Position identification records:

╭──

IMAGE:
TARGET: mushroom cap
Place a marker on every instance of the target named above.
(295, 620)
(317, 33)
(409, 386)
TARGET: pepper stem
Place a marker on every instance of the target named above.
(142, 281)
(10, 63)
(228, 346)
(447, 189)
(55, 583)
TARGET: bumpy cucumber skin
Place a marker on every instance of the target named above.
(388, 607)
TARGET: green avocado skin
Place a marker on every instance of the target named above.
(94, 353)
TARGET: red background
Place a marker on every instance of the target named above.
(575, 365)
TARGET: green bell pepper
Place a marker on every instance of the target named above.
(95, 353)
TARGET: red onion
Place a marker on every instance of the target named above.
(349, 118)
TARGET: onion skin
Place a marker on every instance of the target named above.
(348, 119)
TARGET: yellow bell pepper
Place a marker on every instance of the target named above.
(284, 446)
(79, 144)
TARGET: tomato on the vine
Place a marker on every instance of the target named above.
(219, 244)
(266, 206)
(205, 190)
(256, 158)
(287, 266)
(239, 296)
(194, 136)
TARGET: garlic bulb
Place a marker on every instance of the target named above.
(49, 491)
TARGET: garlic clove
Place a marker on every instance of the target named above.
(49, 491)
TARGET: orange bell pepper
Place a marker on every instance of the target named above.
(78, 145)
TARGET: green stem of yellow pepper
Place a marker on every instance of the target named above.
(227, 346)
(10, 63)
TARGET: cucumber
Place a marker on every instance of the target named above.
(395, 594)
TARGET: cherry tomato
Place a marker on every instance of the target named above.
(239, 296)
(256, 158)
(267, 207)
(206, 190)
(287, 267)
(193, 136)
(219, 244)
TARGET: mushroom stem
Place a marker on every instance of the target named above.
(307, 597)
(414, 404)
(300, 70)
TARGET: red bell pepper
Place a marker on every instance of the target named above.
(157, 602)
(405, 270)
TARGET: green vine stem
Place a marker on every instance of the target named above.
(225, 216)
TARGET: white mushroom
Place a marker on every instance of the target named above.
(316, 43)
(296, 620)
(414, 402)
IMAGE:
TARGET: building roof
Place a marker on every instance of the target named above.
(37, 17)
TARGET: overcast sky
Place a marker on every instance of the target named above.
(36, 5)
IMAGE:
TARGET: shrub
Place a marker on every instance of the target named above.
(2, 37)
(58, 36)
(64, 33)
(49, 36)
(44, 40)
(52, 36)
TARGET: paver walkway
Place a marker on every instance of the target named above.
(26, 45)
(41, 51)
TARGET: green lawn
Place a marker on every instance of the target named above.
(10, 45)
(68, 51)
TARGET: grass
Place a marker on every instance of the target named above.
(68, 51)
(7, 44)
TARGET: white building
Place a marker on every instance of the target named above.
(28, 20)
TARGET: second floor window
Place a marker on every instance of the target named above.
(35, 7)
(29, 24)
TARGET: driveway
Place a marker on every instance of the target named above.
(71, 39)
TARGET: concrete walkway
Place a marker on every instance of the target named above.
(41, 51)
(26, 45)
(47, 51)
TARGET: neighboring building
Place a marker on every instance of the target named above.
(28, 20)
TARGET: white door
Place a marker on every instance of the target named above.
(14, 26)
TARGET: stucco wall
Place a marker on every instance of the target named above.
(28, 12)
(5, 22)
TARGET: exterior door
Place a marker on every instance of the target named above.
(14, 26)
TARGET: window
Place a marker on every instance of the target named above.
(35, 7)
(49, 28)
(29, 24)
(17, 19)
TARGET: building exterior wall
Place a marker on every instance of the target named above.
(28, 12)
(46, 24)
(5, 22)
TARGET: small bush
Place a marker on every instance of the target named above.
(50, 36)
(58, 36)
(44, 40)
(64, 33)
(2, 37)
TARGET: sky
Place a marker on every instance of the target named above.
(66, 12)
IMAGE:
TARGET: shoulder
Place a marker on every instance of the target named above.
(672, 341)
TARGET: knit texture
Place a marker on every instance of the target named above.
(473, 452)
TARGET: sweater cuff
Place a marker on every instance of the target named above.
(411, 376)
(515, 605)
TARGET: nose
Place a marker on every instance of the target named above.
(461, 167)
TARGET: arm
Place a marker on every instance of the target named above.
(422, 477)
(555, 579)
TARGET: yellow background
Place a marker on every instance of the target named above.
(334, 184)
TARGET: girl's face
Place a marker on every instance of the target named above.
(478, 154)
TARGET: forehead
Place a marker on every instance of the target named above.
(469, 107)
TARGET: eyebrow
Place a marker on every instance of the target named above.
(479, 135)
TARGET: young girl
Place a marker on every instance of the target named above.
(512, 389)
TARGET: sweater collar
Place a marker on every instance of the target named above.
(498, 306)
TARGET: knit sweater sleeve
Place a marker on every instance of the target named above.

╰──

What you have to do => Retype the listing above in full, with no alterations.

Solution for this exercise =>
IMAGE:
TARGET: mushroom cap
Place a marker on every instance of the target named above.
(295, 620)
(317, 33)
(409, 386)
TARGET: pepper stem
Place a marker on every instance of the target named above.
(142, 281)
(10, 63)
(228, 346)
(447, 189)
(55, 583)
TARGET: bumpy cucumber skin
Place a marker on every instance of the target named above.
(388, 607)
TARGET: green avocado skin
Place a marker on every instance of the target named above.
(94, 353)
TARGET: red background
Place a marker on every instance of the target named above.
(575, 365)
TARGET: green bell pepper
Place a marker on every instance of the target named above.
(95, 353)
TARGET: red onion
Place a marker on every instance of the target named above.
(349, 118)
TARGET: onion skin
Place a marker on every instance of the target named above.
(348, 119)
TARGET: yellow bell pepper
Place a marker on every instance of the target named above.
(284, 446)
(79, 144)
TARGET: tomato on the vine
Place a marker on every instance of the target named above.
(219, 244)
(266, 206)
(205, 190)
(256, 158)
(287, 266)
(239, 296)
(194, 136)
TARGET: garlic bulb
Place a marker on every instance of the target named above.
(49, 491)
TARGET: garlic clove
Place a marker on every instance of the target named above.
(49, 491)
TARGET: orange bell pepper
Place a marker on every instance of the target named above.
(78, 145)
TARGET: green stem of yellow pepper
Place a marker on every instance of the target named above.
(227, 346)
(10, 63)
TARGET: cucumber
Place a marker on every instance of the target named above.
(395, 594)
TARGET: cherry tomato
Place a marker on every instance of the target named above.
(239, 296)
(256, 158)
(267, 207)
(206, 190)
(287, 267)
(193, 136)
(219, 244)
TARGET: mushroom stem
Place a marker on every instance of the target named above.
(307, 597)
(414, 404)
(300, 70)
TARGET: red bell pepper
Place a marker on every instance of the target named above.
(157, 602)
(405, 270)
TARGET: green vine stem
Place a marker on every instance of the target named above.
(225, 216)
TARGET: white mushroom
Place a marker on every instance of the target named above.
(316, 43)
(296, 620)
(414, 402)
IMAGE:
TARGET: building roof
Place a marker on every instance of the target named above.
(37, 17)
TARGET: overcast sky
Place a marker on every instance of the target named above.
(36, 5)
IMAGE:
TARGET: shrub
Place a marker on every instance of the target named above.
(2, 37)
(58, 36)
(64, 33)
(49, 36)
(44, 40)
(52, 36)
TARGET: paver walkway
Place a marker on every instance of the target named above.
(26, 45)
(41, 51)
TARGET: green lawn
Place a marker on every instance of the target named above.
(10, 45)
(68, 51)
TARGET: grass
Place a marker on every instance of the target named above.
(68, 51)
(7, 44)
TARGET: white building
Place a marker on every instance of the target named above.
(28, 20)
TARGET: second floor window
Place a marker on every instance of the target named above.
(35, 7)
(29, 24)
TARGET: driveway
Place a marker on every instance of the target named above.
(71, 39)
TARGET: concrete walkway
Place a marker on every instance of the target named above.
(41, 51)
(26, 45)
(47, 51)
TARGET: neighboring building
Place a marker on every instance of the target named above.
(28, 20)
TARGET: white door
Place a marker on every instance of the target named above.
(14, 26)
TARGET: stucco wall
Place a marker on every instance of the target named above.
(28, 12)
(5, 22)
TARGET: exterior door
Place a marker on every instance of the target named above.
(14, 26)
TARGET: window
Place a marker on every instance of the target named above.
(35, 7)
(49, 28)
(29, 24)
(17, 19)
TARGET: building exterior wall
Place a marker on every instance of the target named above.
(28, 12)
(46, 24)
(5, 22)
TARGET: small bush
Place a marker on every instance of the target named above.
(50, 36)
(58, 36)
(44, 40)
(64, 33)
(2, 37)
TARGET: sky
Place a marker on every instance of the target named above.
(66, 12)
IMAGE:
TARGET: shoulder
Place a marker on every instance of the target named above.
(672, 341)
TARGET: knit texture
Place a marker on every instance of the target named above.
(473, 452)
TARGET: sweater cuff
Place a marker on every instance of the target named above.
(411, 376)
(515, 605)
TARGET: nose
Place a marker on every instance of the target named above.
(461, 167)
TARGET: arm
Place a marker on every instance of the target named above.
(422, 477)
(555, 579)
TARGET: yellow background
Place a marker on every instance of the target named above.
(334, 184)
TARGET: girl's face
Place a marker on every instance of the target named above.
(478, 154)
TARGET: forehead
Place a marker on every instance of the target named above.
(469, 107)
TARGET: eyebrow
Place a marker on every instance of the target named above.
(479, 135)
TARGET: young girl
Place a marker on every instance of the target named above.
(512, 389)
TARGET: sweater collar
Place a marker on every instance of the target named above.
(498, 306)
TARGET: knit sweater sleeve
Place a marker on every instance of the target named above.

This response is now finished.